■ **WORK TO COMPLETE**: Write out every line of the entries below word for word, leaving the pictures out of your reproduction.

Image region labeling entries
______________________________

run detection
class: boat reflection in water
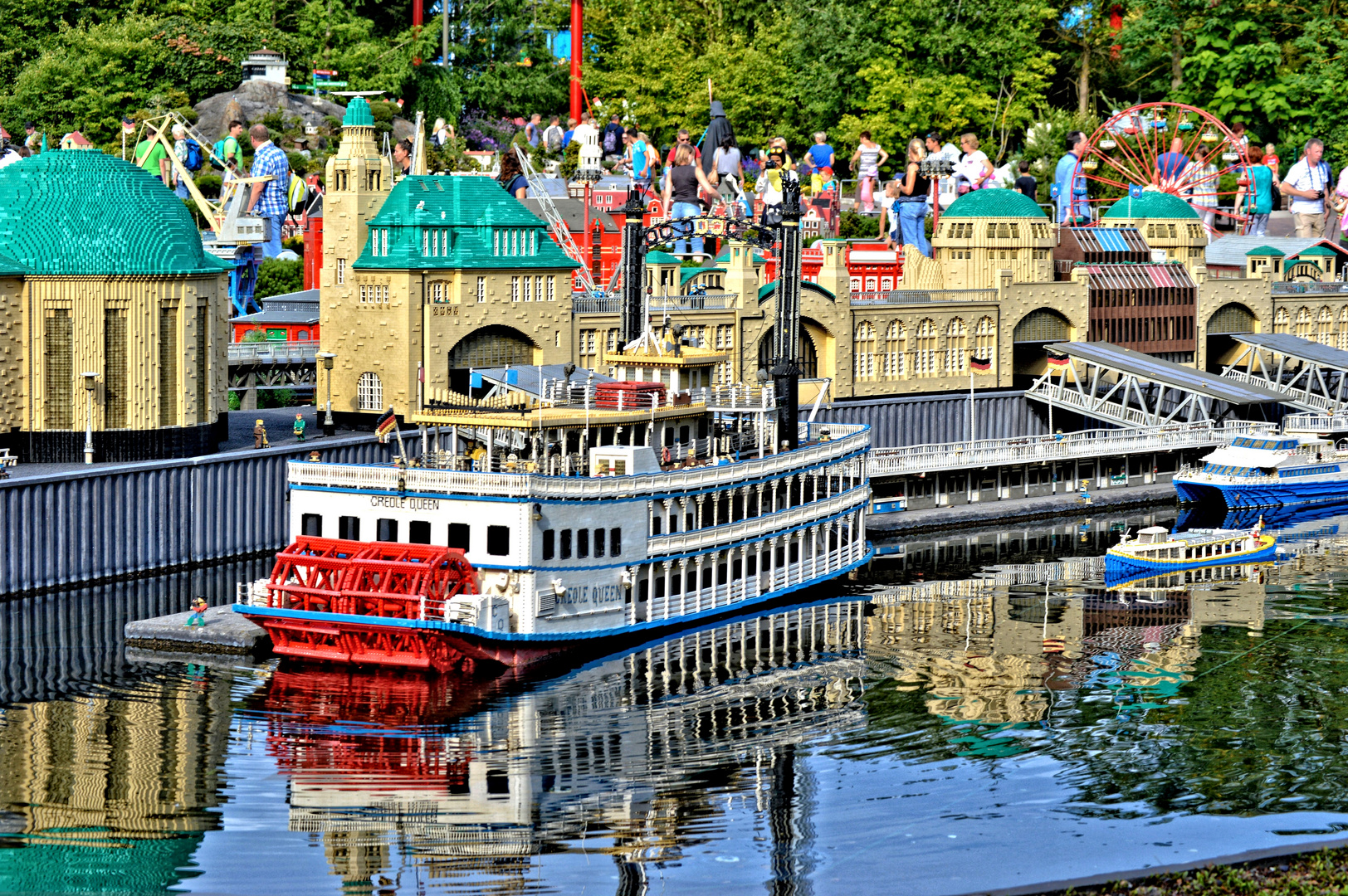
[247,600,867,892]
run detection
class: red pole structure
[570,0,585,121]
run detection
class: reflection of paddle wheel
[1073,102,1246,236]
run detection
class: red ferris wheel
[1074,102,1248,231]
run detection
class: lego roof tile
[0,149,232,276]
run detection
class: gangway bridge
[1221,333,1348,414]
[1024,343,1299,428]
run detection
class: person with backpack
[598,114,627,162]
[1278,138,1331,240]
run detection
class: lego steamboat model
[1104,520,1278,583]
[235,366,871,671]
[1175,438,1348,509]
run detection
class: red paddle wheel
[252,536,477,672]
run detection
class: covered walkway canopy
[1221,333,1348,414]
[1026,343,1299,427]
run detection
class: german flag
[374,408,398,442]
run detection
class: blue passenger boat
[1104,522,1278,578]
[1175,436,1348,509]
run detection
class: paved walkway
[866,482,1175,536]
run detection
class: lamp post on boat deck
[81,371,99,464]
[318,352,337,436]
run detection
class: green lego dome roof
[0,149,231,276]
[341,97,374,128]
[941,187,1048,218]
[1100,190,1199,221]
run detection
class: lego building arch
[449,324,542,371]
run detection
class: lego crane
[138,112,272,315]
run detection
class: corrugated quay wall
[801,389,1051,447]
[0,434,419,594]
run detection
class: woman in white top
[852,131,890,212]
[955,134,992,192]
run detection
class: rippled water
[7,504,1348,896]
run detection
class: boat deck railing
[290,423,871,500]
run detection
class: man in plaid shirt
[247,124,290,259]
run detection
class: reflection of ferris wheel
[1076,102,1246,231]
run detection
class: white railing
[647,485,871,557]
[227,339,318,363]
[1282,414,1348,432]
[1221,369,1343,414]
[290,423,871,500]
[868,421,1278,477]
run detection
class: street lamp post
[81,371,99,464]
[318,352,337,436]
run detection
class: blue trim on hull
[1175,477,1348,509]
[231,542,875,647]
[1104,542,1278,577]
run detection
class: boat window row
[300,514,510,557]
[543,525,623,561]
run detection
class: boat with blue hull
[1104,523,1278,579]
[1175,436,1348,509]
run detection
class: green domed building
[0,149,229,462]
[931,188,1054,290]
[1100,190,1208,279]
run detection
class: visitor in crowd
[430,119,454,149]
[216,120,244,171]
[1015,159,1039,202]
[711,134,748,214]
[1053,131,1091,224]
[665,128,702,166]
[1278,138,1329,240]
[663,143,715,261]
[496,153,529,202]
[600,114,626,162]
[132,127,168,186]
[168,124,192,199]
[623,128,654,187]
[1236,145,1272,236]
[244,124,290,259]
[875,181,903,249]
[1177,147,1217,242]
[393,139,413,178]
[955,134,992,192]
[805,131,838,171]
[543,114,564,153]
[1156,138,1189,183]
[852,131,890,212]
[754,147,789,227]
[895,134,932,259]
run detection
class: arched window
[974,317,998,373]
[356,371,384,411]
[912,318,941,376]
[945,318,969,373]
[852,321,875,380]
[880,321,907,380]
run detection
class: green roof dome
[341,97,374,128]
[1100,190,1199,221]
[941,187,1048,218]
[0,149,231,276]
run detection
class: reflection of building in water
[867,561,1264,725]
[0,678,231,894]
[263,601,866,892]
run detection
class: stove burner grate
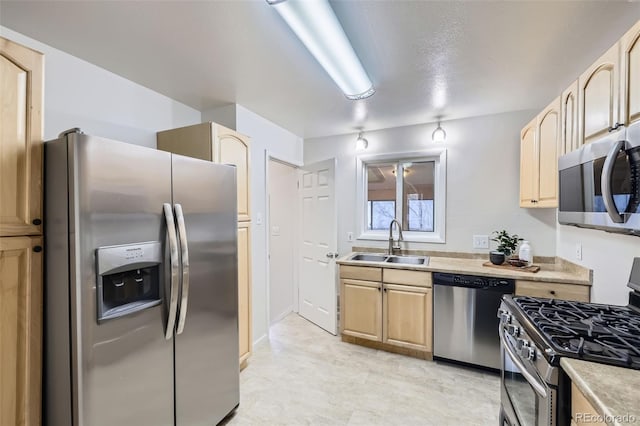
[514,297,640,369]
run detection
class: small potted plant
[489,229,522,265]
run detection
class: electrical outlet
[473,235,489,248]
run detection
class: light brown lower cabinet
[516,280,591,302]
[382,283,433,352]
[0,237,42,426]
[340,266,433,356]
[340,279,382,342]
[238,222,252,369]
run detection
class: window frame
[356,148,447,244]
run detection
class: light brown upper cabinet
[620,21,640,126]
[520,118,538,207]
[157,122,251,222]
[0,37,44,237]
[0,236,42,426]
[558,80,580,155]
[578,43,620,144]
[0,37,44,426]
[520,97,560,208]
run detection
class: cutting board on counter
[482,262,540,273]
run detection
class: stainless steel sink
[349,254,388,262]
[385,256,429,265]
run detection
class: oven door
[500,327,556,426]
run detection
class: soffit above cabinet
[0,0,640,138]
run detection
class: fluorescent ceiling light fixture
[356,132,369,151]
[431,121,447,142]
[267,0,375,100]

______________________________

■ **RESPONSE TO THIS TASK**:
run detection
class: boat reflection in water
[247,600,867,892]
run detection
class: red pole structure
[570,0,585,121]
run detection
class: reflection of paddle wheel
[1073,102,1246,236]
run detection
class: red ferris wheel
[1074,102,1248,231]
run detection
class: lego roof tile
[0,149,232,276]
run detection
class: gangway bridge
[1221,333,1348,414]
[1024,343,1299,428]
run detection
class: person with backpack
[598,114,627,162]
[1278,138,1331,240]
run detection
class: lego steamboat model
[1104,520,1278,583]
[235,366,871,671]
[1175,438,1348,509]
run detection
class: red paddle wheel
[252,536,477,672]
run detection
class: covered walkway canopy
[1221,333,1348,414]
[1026,343,1299,427]
run detection
class: german flag
[374,408,398,442]
run detection
class: blue passenger boat
[1104,522,1278,578]
[1175,436,1348,509]
run detection
class: paved walkway
[866,482,1175,536]
run detection
class: lamp post on boat deck
[81,371,99,464]
[318,352,337,436]
run detection
class: green lego dome roof
[0,149,231,276]
[341,97,374,128]
[941,187,1048,218]
[1100,190,1199,221]
run detection
class: lego building arch
[449,324,542,371]
run detection
class: lego crane
[138,112,272,315]
run detection
class: corrugated quay wall
[801,389,1051,447]
[0,434,419,594]
run detection
class: woman in white top
[852,131,890,212]
[955,134,992,192]
run detection
class: rippled water
[7,504,1348,896]
run detection
class: boat deck railing
[290,423,871,500]
run detection
class: man in plaid shirt
[247,124,290,259]
run detection
class: reflection of ferris wheel
[1076,102,1246,231]
run detection
class: white railing
[647,485,871,557]
[227,339,318,363]
[1282,414,1348,432]
[1221,369,1343,414]
[290,423,871,500]
[868,421,1278,477]
run detection
class: street lamp post
[81,371,99,464]
[318,352,337,436]
run detection
class: blue trim on hull
[1175,477,1348,509]
[231,542,875,647]
[1104,542,1278,577]
run detection
class: boat window row
[300,514,510,557]
[543,525,623,561]
run detection
class: boat with blue hull
[1104,523,1278,579]
[1175,436,1348,509]
run detection
class: green domed building
[0,149,229,462]
[931,188,1054,290]
[1100,190,1208,279]
run detection
class: visitor in crowd
[430,119,454,149]
[216,120,244,171]
[1015,159,1039,202]
[711,134,748,214]
[1053,131,1091,224]
[665,128,702,166]
[1278,138,1329,240]
[663,143,715,261]
[496,153,529,202]
[600,114,626,162]
[132,127,168,186]
[168,124,192,199]
[623,128,654,187]
[1236,145,1272,236]
[244,124,290,259]
[875,181,903,249]
[1177,147,1217,242]
[393,139,413,178]
[955,134,992,192]
[805,131,838,171]
[543,114,564,153]
[1156,138,1189,183]
[852,131,890,212]
[754,147,789,227]
[895,134,932,259]
run detection
class: arched window
[974,317,998,373]
[356,371,384,411]
[912,318,941,376]
[945,318,969,373]
[852,321,875,380]
[880,321,907,380]
run detection
class: green roof dome
[341,97,374,128]
[1100,190,1199,221]
[941,187,1048,218]
[0,149,231,276]
run detection
class: reflection of building in water
[867,561,1264,725]
[0,678,231,894]
[263,601,866,892]
run detection
class: stove burner grate
[514,297,640,369]
run detection
class: small potted plant
[489,229,522,265]
run detection
class: electrical outlet
[473,235,489,248]
run detection
class: light brown lower cabinet
[516,280,591,302]
[382,283,433,352]
[0,237,42,426]
[340,266,433,356]
[340,279,382,342]
[238,222,252,369]
run detection
class: window frame
[356,148,447,244]
run detection
class: light brown upper cabinet
[620,21,640,126]
[520,118,538,207]
[157,122,251,222]
[0,37,44,237]
[0,236,42,426]
[558,80,580,155]
[578,43,620,144]
[0,37,44,426]
[520,97,560,208]
run detection
class: cutting board on counter
[482,262,540,273]
run detection
class: stainless steel sink
[349,254,388,262]
[385,256,429,265]
run detection
class: oven door
[500,327,556,426]
run detection
class: soffit above cabinet
[0,0,640,138]
run detection
class: fluorescent ceiling light fixture
[356,132,369,151]
[431,121,447,142]
[267,0,375,100]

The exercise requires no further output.